The required output is the line containing "Could you identify the rough" through the final line of the material below, printed exactly, with no other lines.
#####
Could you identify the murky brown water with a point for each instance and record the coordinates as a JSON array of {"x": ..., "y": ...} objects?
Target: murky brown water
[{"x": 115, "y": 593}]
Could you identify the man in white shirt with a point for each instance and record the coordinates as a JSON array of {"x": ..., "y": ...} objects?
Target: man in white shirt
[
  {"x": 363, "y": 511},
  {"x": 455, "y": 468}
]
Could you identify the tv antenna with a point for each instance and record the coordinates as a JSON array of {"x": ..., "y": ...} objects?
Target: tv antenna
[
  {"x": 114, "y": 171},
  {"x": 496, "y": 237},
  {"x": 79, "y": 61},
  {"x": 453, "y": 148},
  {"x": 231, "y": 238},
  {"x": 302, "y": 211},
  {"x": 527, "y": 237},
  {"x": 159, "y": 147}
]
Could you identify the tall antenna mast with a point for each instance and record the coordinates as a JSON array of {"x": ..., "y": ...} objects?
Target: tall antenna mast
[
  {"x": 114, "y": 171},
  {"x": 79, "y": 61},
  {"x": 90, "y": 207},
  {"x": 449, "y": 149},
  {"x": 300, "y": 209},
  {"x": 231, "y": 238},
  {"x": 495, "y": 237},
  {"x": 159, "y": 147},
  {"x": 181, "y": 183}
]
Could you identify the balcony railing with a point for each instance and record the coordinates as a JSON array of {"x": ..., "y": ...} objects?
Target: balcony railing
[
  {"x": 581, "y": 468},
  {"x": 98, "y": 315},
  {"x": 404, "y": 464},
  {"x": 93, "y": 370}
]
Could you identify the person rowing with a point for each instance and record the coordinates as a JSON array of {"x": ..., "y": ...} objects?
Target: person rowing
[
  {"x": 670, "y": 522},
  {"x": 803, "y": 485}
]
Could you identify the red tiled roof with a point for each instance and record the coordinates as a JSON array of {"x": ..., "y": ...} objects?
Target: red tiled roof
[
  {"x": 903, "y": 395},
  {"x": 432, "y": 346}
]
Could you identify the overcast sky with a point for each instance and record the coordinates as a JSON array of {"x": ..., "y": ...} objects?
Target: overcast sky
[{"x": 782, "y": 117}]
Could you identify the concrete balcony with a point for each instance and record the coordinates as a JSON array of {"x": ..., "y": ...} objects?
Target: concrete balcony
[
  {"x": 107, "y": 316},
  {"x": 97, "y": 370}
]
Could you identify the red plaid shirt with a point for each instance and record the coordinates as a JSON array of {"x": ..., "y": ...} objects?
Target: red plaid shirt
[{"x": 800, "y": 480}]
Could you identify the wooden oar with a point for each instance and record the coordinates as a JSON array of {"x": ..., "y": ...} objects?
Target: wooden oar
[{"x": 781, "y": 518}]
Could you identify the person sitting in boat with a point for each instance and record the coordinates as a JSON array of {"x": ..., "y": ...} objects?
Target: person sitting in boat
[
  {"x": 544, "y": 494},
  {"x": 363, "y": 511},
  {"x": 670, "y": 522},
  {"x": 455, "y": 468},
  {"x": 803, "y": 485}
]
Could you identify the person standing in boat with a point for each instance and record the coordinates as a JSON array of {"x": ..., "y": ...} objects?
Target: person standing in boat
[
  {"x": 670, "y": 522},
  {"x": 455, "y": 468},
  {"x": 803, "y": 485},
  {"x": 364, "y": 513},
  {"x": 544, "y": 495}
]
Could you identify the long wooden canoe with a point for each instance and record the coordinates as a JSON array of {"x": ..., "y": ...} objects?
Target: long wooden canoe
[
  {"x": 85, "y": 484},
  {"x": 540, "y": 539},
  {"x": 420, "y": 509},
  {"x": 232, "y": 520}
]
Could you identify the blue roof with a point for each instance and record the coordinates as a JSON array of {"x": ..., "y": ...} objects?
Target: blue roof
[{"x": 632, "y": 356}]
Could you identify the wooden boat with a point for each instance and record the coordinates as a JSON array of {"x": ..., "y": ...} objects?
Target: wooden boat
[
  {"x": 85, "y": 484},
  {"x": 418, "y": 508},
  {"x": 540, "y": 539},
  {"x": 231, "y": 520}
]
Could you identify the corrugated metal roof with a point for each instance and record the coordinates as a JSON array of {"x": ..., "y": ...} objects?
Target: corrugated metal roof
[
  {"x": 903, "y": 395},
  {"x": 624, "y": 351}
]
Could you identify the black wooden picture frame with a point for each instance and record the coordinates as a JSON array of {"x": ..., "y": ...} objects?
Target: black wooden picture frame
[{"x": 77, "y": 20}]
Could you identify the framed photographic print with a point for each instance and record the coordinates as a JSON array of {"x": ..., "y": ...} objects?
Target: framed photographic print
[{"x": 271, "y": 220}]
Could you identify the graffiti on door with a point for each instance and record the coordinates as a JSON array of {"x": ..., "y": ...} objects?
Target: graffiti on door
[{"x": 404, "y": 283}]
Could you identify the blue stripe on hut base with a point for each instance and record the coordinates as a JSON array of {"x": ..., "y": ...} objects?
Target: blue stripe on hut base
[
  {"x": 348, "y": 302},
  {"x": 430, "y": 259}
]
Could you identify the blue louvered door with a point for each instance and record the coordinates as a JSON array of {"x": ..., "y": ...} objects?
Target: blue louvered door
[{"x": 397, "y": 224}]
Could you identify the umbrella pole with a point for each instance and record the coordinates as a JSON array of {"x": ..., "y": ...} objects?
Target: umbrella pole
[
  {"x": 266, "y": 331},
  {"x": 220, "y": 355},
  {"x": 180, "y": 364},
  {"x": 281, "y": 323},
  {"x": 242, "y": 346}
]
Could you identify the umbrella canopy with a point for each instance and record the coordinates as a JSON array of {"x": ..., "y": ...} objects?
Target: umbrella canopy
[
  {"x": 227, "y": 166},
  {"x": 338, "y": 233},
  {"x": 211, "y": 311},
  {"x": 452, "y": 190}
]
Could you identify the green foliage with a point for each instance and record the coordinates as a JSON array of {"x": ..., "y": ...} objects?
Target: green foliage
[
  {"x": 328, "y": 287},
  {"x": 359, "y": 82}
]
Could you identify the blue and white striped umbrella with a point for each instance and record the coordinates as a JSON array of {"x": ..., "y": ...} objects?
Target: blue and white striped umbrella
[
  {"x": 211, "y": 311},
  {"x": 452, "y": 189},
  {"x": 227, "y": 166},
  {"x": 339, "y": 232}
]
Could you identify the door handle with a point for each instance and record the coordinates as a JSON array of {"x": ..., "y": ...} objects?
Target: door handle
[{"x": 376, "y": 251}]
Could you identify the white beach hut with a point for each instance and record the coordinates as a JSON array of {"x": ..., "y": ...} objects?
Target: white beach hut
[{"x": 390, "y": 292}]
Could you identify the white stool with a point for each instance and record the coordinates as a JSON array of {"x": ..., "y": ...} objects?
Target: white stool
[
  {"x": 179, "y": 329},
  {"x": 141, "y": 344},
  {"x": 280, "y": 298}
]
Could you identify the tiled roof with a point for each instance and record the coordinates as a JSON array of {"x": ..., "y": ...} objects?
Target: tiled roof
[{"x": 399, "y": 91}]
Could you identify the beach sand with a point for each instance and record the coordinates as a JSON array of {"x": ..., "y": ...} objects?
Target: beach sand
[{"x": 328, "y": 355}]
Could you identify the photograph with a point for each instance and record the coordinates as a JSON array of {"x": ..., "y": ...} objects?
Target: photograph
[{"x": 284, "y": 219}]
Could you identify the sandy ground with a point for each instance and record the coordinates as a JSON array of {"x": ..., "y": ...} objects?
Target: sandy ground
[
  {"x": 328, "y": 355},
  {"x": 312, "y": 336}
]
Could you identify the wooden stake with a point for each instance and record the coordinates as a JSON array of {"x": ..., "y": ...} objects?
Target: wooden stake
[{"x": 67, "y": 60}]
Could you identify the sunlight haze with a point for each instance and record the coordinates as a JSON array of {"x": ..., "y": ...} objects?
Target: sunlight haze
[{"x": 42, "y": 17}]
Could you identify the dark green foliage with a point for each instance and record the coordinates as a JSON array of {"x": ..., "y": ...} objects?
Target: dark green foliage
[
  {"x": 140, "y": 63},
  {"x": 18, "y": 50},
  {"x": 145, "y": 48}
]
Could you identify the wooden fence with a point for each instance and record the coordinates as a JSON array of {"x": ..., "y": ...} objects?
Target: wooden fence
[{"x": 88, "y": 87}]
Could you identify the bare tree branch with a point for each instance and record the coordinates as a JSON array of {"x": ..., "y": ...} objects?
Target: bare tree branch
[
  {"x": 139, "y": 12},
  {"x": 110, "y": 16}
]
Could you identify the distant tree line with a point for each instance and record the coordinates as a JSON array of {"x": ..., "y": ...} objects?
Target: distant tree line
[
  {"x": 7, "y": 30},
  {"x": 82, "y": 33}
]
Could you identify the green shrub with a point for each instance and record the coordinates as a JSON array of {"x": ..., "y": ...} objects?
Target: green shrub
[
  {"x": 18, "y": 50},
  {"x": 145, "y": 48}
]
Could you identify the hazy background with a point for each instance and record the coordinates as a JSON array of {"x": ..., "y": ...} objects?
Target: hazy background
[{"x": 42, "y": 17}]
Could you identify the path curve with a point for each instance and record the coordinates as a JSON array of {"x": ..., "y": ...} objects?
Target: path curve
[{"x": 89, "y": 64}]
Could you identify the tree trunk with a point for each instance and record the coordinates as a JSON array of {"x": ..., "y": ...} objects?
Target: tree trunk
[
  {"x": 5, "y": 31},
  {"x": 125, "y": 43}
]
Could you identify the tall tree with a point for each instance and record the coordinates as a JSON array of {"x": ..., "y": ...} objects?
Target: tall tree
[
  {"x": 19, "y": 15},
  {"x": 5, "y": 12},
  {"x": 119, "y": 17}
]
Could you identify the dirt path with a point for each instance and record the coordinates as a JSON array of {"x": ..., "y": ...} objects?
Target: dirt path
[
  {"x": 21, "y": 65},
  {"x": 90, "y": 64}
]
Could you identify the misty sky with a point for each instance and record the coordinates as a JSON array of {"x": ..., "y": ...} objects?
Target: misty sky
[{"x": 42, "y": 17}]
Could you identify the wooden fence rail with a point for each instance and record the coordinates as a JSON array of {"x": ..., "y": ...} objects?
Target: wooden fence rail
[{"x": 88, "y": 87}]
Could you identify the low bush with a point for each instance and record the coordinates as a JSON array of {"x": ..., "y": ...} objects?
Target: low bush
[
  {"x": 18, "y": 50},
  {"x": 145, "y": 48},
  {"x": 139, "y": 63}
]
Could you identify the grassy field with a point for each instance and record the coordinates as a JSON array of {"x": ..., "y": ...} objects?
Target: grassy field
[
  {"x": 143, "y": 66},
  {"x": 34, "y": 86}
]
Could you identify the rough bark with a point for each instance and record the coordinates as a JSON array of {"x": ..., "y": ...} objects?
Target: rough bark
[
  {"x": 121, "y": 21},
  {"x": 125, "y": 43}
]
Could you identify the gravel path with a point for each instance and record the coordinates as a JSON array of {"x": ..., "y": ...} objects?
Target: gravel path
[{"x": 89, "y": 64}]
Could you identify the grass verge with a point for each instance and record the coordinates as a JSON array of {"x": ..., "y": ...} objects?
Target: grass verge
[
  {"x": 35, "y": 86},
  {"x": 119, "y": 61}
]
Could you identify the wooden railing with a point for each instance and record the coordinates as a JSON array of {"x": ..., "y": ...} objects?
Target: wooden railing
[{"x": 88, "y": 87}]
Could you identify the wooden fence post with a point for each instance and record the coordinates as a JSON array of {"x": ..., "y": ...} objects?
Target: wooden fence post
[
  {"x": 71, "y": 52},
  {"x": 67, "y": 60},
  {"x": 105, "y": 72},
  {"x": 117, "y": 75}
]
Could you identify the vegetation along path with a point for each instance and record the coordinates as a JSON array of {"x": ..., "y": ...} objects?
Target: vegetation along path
#####
**Solution for this problem:**
Could you identify the rough bark with a point for each instance and record the coordinates as a JSON array of {"x": ..., "y": ...} objects?
Target: rough bark
[
  {"x": 121, "y": 21},
  {"x": 125, "y": 43}
]
Could you identify the gravel path with a point for each instance and record the coordinates as a JSON array of {"x": ..., "y": ...} objects?
Target: gravel path
[{"x": 89, "y": 64}]
Could you identify the grass verge with a point for each instance and record the coordinates as a JSON array of {"x": ..., "y": ...} objects?
Target: grass verge
[
  {"x": 35, "y": 86},
  {"x": 119, "y": 61}
]
Could you identify the wooden railing with a point for each instance and record the coordinates as a JSON array of {"x": ..., "y": ...} objects?
Target: wooden railing
[{"x": 88, "y": 87}]
Could you identify the wooden fence post with a point for each instance and record the coordinates as a JSON array of {"x": ..., "y": ...} objects?
Target: wooden fence post
[
  {"x": 71, "y": 52},
  {"x": 67, "y": 60},
  {"x": 105, "y": 72},
  {"x": 117, "y": 75}
]
Could you identify the vegetation along path with a point for each instance and record the coordinates as a JSON array of {"x": ..., "y": ...} objects?
Target: vegetation along path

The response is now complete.